**Work request A**
In the pose model notebook, reproduce the stretch from "self.num_keypoints = num_keypoints" through "out.view(-1, self.num_keypoints, 2)" word for word.
**Work request B**
According to the size mismatch message in the pose model notebook, what shape does the checkpoint's keypoint_head.final_layer.weight have?
**Work request C**
Pick up the pose model notebook after its last line and continue it.

**Extract to read**
In [1]:
import sys
sys.path.append("..")

In [2]:
from mmcv import Config, DictAction
from mmcv.runner import load_checkpoint
from models import build_posenet
import torch
from torch.utils.data import DataLoader
import torch.nn as nn
import torch.nn.functional as F
import torch.optim as optim
import numpy as np
from tqdm import tqdm
from mmpose.core.evaluation.top_down_eval import _get_max_preds



In [3]:
class CustomPoseModel(nn.Module):
    def __init__(self, backbone, keypoint_head):
        super().__init__()
        self.backbone = backbone
        self.keypoint_head = keypoint_head

    def forward(self, x):
        # Feature extraction
        features = self.backbone(x)
        # Keypoint head (dự đoán heatmap)
        feature = features[-1]
        out = self.keypoint_head(feature)
        return out

In [4]:
cfg_file = "../configs/top_down/lite_hrnet/mpii/litehrnet_30_mpii_256x256.py"
cfg = Config.fromfile(cfg_file)
pretrained_model = build_posenet(cfg.model)



In [5]:
checkpoint = load_checkpoint(pretrained_model, '../ckpts/litehrnet_30_mpii_256x256.pth', map_location='cpu')

load checkpoint from local path: ../ckpts/litehrnet_30_mpii_256x256.pth
The model and loaded state dict do not match exactly

size mismatch for keypoint_head.final_layer.weight: copying a param with shape torch.Size([16, 40, 1, 1]) from checkpoint, the shape in current model is torch.Size([30, 40, 1, 1]).
size mismatch for keypoint_head.final_layer.bias: copying a param with shape torch.Size([16]) from checkpoint, the shape in current model is torch.Size([30]).


In [14]:
class KeypointCoordHead(nn.Module):
    def __init__(self, in_channels, num_keypoints):
        super().__init__()
        self.fc = nn.Sequential(
            nn.AdaptiveAvgPool2d(1),  # (B, C, 1, 1)
            nn.Flatten(),             # (B, C)
            nn.Linear(in_channels, num_keypoints * 2)  # (B, K*2)
        )
        self.num_keypoints = num_keypoints

    def forward(self, x):
        out = self.fc(x)  # (B, K*2)
        out = out.view(-1, self.num_keypoints, 2)
        out = torch.sigmoid(out) # range [0, 1]
        return out

In [7]:
backbone = pretrained_model.backbone
# keypoint_head = pretrained_model.keypoint_head
keypoint_head = KeypointCoordHead(40, 30)

In [8]:
model = CustomPoseModel(backbone, keypoint_head)

In [9]:
x = torch.randn(2, 3, 256, 256)
out = model(x)
out.shape

torch.Size([2, 30, 2])

[Stored records]
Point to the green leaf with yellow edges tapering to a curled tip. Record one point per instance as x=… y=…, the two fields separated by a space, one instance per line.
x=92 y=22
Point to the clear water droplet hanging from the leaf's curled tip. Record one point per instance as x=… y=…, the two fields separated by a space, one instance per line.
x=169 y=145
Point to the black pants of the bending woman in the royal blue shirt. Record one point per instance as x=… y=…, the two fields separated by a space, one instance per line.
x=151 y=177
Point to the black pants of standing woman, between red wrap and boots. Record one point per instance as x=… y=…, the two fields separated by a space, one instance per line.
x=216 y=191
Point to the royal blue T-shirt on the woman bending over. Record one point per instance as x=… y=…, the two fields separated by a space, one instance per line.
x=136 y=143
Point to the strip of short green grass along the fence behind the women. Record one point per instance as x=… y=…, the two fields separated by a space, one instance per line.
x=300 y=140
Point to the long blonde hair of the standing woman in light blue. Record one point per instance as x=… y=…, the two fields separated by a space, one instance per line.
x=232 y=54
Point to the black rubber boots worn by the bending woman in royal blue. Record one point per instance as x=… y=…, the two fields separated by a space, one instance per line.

---

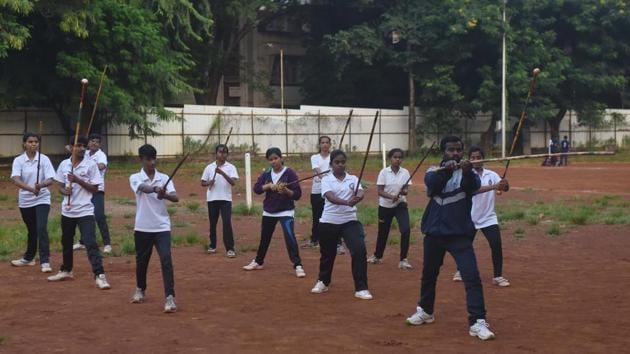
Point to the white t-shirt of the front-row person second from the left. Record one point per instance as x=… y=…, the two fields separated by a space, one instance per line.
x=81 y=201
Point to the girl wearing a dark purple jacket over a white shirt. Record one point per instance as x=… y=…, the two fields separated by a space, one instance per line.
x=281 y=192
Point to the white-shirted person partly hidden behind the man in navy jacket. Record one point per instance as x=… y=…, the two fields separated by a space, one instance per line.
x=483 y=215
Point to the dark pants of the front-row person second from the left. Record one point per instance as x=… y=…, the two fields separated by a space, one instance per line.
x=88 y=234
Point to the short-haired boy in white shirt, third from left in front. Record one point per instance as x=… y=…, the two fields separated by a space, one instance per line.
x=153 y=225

---

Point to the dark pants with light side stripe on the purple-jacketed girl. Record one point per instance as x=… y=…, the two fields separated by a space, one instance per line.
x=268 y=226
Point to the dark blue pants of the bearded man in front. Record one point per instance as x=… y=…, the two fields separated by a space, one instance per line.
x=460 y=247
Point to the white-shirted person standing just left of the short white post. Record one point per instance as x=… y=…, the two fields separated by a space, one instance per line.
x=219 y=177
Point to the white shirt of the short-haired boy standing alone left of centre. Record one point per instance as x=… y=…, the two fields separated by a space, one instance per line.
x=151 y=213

**Result A**
self.num_keypoints = num_keypoints

    def forward(self, x):
        out = self.fc(x)  # (B, K*2)
        out = out.view(-1, self.num_keypoints, 2)

**Result B**
torch.Size([16, 40, 1, 1])

**Result C**
In [10]:
from utils.dataset import FaceKeypointDataset

Applied providers: ['CPUExecutionProvider'], with options: {'CPUExecutionProvider': {}}
find model: /home/hoang/.insightface/models/buffalo_l/1k3d68.onnx landmark_3d_68 ['None', 3, 192, 192] 0.0 1.0
Applied providers: ['CPUExecutionProvider'], with options: {'CPUExecutionProvider': {}}
find model: /home/hoang/.insightface/models/buffalo_l/2d106det.onnx landmark_2d_106 ['None', 3, 192, 192] 0.0 1.0
Applied providers: ['CPUExecutionProvider'], with options: {'CPUExecutionProvider': {}}
find model: /home/hoang/.insightface/models/buffalo_l/det_10g.onnx detection [1, 3, '?', '?'] 127.5 128.0
Applied providers: ['CPUExecutionProvider'], with options: {'CPUExecutionProvider': {}}
find model: /home/hoang/.insightface/models/buffalo_l/genderage.onnx genderage ['None', 3, 96, 96] 0.0 1.0
Applied providers: ['CPUExecutionProvider'], with options: {'CPUExecutionProvider': {}}
find model: /home/hoang/.insightface/models/buffalo_l/w600k_r50.onnx recognition ['None', 3, 112, 112] 127.5 127.5
set det

In [11]:
target_size = (256, 256) # (w, h)

train_dataset = FaceKeypointDataset(data_dir="../data_split/train/", output_size=target_size)
test_dataset = FaceKeypointDataset(data_dir="../data_split/test/", output_size=target_size)

train_loader = DataLoader(train_dataset, shuffle=True, batch_size=4)
test_loader = DataLoader(test_dataset, shuffle=False, batch_size=2)

optimizer = optim.Adam(model.parameters(), lr=1e-3)
criterion = nn.MSELoss()

In [12]:
# Heatmap → keypoint coordinates
def _get_max_preds_torch(heatmaps: torch.Tensor):
    """
    Args:
        heatmaps: Tensor of shape (N, K, H, W)

    Returns:
        preds: Tensor of shape (N, K, 2) - predicted keypoint coordinates
        maxvals: Tensor of shape (N, K, 1) - confidence scores
    """
    assert heatmaps.ndim == 4, "Heatmaps should be 4D tensor (N, K, H, W)"

    N, K, H, W = heatmaps.shape
    heatmaps_reshaped = heatmaps.view(N, K, -1)
    maxvals, idx = torch.max(heatmaps_reshaped, dim=2, keepdim=True)

    preds = idx.repeat(1, 1, 2).float()
    preds[..., 0] = preds[..., 0] % W  # x coord
    preds[..., 1] = preds[..., 1] // W  # y coord

    # Mask out invalid preds (where confidence == 0)
    pred_mask = maxvals > 0
    preds *= pred_mask.float()

    return preds, maxvals

In [15]:
heatmaps = np.random.rand(16, 30, 64, 64)
preds, maxvals = _get_max_preds(heatmaps)
print(preds.shape)
heatmaps_t = torch.from_numpy(heatmaps)
preds_t, maxvals_t = _get_max_preds_torch(heatmaps_t)
print(preds_t.numpy().shape)
np.array_equal(preds, preds_t)

(16, 30, 2)
(16, 30, 2)


True

In [18]:
num_epochs = 10
for epoch in range(num_epochs):
    model.train()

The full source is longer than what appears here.